> [Task to complete]
Your task is to copy the data exactly while leaving out every picture.
====== Exercise materials
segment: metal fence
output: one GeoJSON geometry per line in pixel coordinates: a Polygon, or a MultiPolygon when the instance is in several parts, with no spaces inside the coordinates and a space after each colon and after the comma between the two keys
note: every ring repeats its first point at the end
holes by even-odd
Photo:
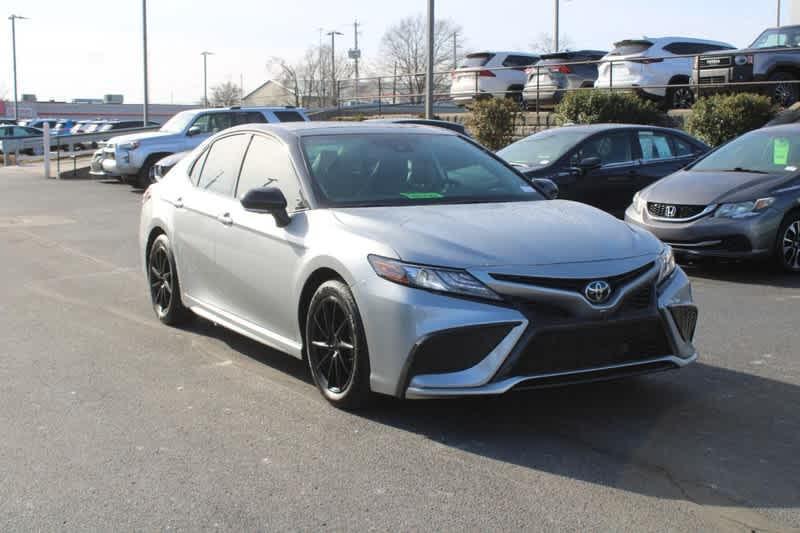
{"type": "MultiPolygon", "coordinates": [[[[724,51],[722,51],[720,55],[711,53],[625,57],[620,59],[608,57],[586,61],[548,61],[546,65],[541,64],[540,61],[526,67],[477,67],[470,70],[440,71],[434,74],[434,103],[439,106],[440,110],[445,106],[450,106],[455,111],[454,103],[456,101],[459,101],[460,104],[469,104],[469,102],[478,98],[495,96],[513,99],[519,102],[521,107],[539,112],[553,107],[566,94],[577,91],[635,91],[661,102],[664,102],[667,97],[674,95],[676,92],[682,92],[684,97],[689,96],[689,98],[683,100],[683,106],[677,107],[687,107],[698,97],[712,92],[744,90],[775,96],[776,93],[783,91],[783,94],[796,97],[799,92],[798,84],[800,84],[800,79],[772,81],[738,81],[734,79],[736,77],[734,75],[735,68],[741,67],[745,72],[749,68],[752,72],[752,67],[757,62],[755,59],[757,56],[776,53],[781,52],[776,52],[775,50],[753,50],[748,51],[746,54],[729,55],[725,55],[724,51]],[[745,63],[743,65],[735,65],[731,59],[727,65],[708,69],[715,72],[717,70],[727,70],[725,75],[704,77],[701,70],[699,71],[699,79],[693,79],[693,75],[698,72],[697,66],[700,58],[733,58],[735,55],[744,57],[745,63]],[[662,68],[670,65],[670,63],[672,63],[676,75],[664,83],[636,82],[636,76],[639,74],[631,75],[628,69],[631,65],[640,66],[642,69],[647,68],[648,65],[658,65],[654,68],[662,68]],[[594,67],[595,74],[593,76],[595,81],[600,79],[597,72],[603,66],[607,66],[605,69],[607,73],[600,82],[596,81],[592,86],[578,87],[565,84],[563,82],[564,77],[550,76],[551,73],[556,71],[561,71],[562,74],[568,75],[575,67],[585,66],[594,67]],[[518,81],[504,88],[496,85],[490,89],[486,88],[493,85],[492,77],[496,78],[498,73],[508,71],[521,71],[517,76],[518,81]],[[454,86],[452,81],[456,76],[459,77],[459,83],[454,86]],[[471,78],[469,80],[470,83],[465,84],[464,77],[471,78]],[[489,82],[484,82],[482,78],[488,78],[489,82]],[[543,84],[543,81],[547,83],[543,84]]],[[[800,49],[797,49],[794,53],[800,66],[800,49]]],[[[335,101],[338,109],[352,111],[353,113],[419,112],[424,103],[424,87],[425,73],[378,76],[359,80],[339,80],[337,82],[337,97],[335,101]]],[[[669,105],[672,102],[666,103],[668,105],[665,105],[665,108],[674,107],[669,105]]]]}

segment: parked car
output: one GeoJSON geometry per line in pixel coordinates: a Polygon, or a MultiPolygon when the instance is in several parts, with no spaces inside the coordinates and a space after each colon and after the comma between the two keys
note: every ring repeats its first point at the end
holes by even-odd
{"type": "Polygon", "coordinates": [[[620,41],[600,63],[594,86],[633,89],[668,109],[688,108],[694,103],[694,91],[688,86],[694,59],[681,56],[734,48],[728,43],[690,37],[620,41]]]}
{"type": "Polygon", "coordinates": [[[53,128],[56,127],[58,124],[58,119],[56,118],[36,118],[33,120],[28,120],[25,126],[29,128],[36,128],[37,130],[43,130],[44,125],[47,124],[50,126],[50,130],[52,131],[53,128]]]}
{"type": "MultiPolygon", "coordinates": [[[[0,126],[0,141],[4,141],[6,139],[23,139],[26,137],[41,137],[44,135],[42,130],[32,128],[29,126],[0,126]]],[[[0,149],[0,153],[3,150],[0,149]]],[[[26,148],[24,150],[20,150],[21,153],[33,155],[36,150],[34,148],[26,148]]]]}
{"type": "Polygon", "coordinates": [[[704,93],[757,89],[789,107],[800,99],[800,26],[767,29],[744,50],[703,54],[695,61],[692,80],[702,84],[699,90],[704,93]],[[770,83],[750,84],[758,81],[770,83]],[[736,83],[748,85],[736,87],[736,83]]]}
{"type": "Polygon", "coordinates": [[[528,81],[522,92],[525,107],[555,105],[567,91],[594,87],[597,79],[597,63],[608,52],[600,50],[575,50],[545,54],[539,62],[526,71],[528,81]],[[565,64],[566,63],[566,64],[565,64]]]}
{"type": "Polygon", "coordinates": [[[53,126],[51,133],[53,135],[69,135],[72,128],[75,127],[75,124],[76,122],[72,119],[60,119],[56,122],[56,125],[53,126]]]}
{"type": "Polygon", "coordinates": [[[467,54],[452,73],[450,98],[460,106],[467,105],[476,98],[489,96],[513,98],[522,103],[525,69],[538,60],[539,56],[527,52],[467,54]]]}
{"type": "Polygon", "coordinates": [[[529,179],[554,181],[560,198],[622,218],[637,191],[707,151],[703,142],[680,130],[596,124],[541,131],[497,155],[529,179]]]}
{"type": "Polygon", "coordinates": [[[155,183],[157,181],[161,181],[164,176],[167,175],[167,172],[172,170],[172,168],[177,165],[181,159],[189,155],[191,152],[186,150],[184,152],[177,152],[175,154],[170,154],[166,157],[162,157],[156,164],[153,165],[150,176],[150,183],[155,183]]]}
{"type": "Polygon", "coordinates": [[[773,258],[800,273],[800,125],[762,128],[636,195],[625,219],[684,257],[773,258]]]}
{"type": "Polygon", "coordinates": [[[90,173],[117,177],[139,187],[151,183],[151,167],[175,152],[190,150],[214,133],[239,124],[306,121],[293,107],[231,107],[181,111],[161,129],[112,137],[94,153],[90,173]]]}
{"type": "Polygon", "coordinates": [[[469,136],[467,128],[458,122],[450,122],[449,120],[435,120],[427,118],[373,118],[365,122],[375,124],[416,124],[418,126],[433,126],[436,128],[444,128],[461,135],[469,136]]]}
============
> [Task output]
segment: metal fence
output: one GeoJSON geometry per line in pixel coordinates: a Polygon, or a MultiPolygon when the instance is in several parts, with no spaces inside the coordinates and a space after each colon and after the comma between the two keys
note: every ring repeats its first point at the end
holes by even-odd
Photo:
{"type": "MultiPolygon", "coordinates": [[[[724,51],[722,51],[720,55],[711,53],[625,57],[620,59],[608,57],[586,61],[548,61],[546,65],[541,64],[540,61],[526,67],[477,67],[470,70],[440,71],[434,74],[434,103],[439,106],[440,110],[445,106],[450,106],[455,111],[454,103],[456,101],[459,101],[460,104],[469,104],[469,102],[478,98],[495,96],[513,99],[519,102],[521,107],[539,112],[553,107],[566,94],[577,91],[635,91],[661,102],[664,102],[667,97],[674,95],[676,92],[682,92],[684,97],[689,96],[689,98],[683,100],[683,106],[677,107],[687,107],[698,97],[712,92],[744,90],[775,96],[776,93],[783,91],[783,94],[796,97],[799,92],[798,84],[800,84],[800,79],[772,81],[738,81],[734,79],[736,77],[734,75],[735,68],[741,67],[745,72],[749,68],[752,72],[752,67],[757,62],[755,59],[757,56],[776,53],[781,52],[776,52],[775,50],[753,50],[748,51],[746,54],[729,55],[725,55],[724,51]],[[745,63],[743,65],[735,65],[731,59],[727,65],[708,69],[715,72],[717,70],[727,70],[725,75],[704,77],[701,70],[699,71],[699,79],[693,79],[693,75],[698,72],[697,66],[700,58],[733,58],[735,55],[744,57],[745,63]],[[662,68],[670,65],[670,63],[672,63],[676,75],[664,83],[636,82],[636,76],[639,74],[631,75],[628,69],[631,65],[640,66],[642,69],[647,68],[648,65],[658,65],[654,68],[662,68]],[[594,67],[595,74],[593,76],[595,81],[600,79],[597,72],[603,66],[607,66],[605,69],[607,73],[600,82],[596,81],[592,86],[578,87],[565,84],[563,82],[564,77],[550,76],[551,73],[556,71],[561,71],[562,74],[568,75],[575,67],[585,66],[594,67]],[[518,81],[504,88],[496,85],[490,89],[486,88],[493,85],[492,77],[496,78],[498,73],[508,71],[521,71],[517,76],[518,81]],[[454,86],[452,81],[456,76],[459,77],[459,83],[454,86]],[[471,78],[469,80],[470,83],[465,84],[464,77],[471,78]],[[489,82],[484,82],[482,78],[488,78],[489,82]],[[543,84],[543,81],[547,83],[543,84]]],[[[800,49],[797,49],[794,53],[800,66],[800,49]]],[[[335,101],[338,109],[352,111],[353,113],[419,112],[424,103],[424,87],[425,73],[378,76],[359,80],[339,80],[337,82],[337,97],[335,101]]],[[[669,105],[672,102],[666,103],[668,105],[665,105],[665,108],[674,107],[669,105]]]]}

segment: parked car
output: one GeoJSON geometry per line in pixel coordinates: a Polygon, or a MultiPolygon when the instance is in several parts, with no spaces inside the coordinates and a space after each colon and after the comma between the two keys
note: every ring repeats its first point at the end
holes by even-odd
{"type": "Polygon", "coordinates": [[[620,41],[600,63],[594,86],[633,89],[668,109],[688,108],[694,103],[694,91],[688,86],[694,59],[681,56],[734,48],[728,43],[690,37],[620,41]]]}
{"type": "Polygon", "coordinates": [[[53,128],[56,127],[58,124],[58,119],[56,118],[36,118],[33,120],[28,120],[25,126],[29,128],[36,128],[37,130],[43,130],[44,125],[47,124],[50,126],[50,130],[52,131],[53,128]]]}
{"type": "MultiPolygon", "coordinates": [[[[0,126],[0,141],[4,141],[6,139],[23,139],[26,137],[41,137],[44,135],[42,130],[32,128],[29,126],[0,126]]],[[[0,149],[0,153],[3,150],[0,149]]],[[[26,148],[24,150],[20,150],[21,153],[33,155],[36,150],[34,148],[26,148]]]]}
{"type": "Polygon", "coordinates": [[[704,93],[757,89],[789,107],[800,99],[800,26],[767,29],[744,50],[703,54],[695,61],[692,80],[702,84],[699,90],[704,93]],[[770,83],[750,84],[758,81],[770,83]],[[736,83],[748,85],[736,87],[736,83]]]}
{"type": "Polygon", "coordinates": [[[528,81],[522,92],[525,107],[555,105],[567,91],[594,87],[597,79],[597,63],[608,52],[600,50],[575,50],[545,54],[539,62],[526,71],[528,81]],[[565,64],[566,63],[566,64],[565,64]]]}
{"type": "Polygon", "coordinates": [[[53,126],[51,133],[53,135],[69,135],[72,128],[75,127],[75,124],[76,122],[72,119],[60,119],[56,122],[56,125],[53,126]]]}
{"type": "Polygon", "coordinates": [[[467,54],[452,73],[450,98],[460,106],[467,105],[476,98],[489,96],[513,98],[522,103],[525,69],[538,60],[539,56],[527,52],[467,54]]]}
{"type": "Polygon", "coordinates": [[[529,179],[554,181],[560,198],[622,218],[637,191],[707,151],[703,142],[680,130],[596,124],[541,131],[497,155],[529,179]]]}
{"type": "Polygon", "coordinates": [[[155,183],[157,181],[161,181],[164,176],[167,175],[167,172],[172,170],[172,168],[177,165],[181,159],[189,155],[191,152],[186,150],[184,152],[177,152],[175,154],[170,154],[166,157],[162,157],[156,164],[153,165],[150,176],[150,183],[155,183]]]}
{"type": "Polygon", "coordinates": [[[773,258],[800,273],[800,125],[762,128],[636,195],[625,219],[684,257],[773,258]]]}
{"type": "Polygon", "coordinates": [[[90,173],[117,177],[139,187],[151,183],[151,167],[175,152],[190,150],[214,133],[239,124],[306,121],[293,107],[231,107],[181,111],[161,129],[112,137],[94,153],[90,173]]]}
{"type": "Polygon", "coordinates": [[[469,136],[467,128],[458,122],[450,122],[449,120],[435,120],[427,118],[373,118],[365,122],[375,124],[416,124],[418,126],[433,126],[436,128],[444,128],[461,135],[469,136]]]}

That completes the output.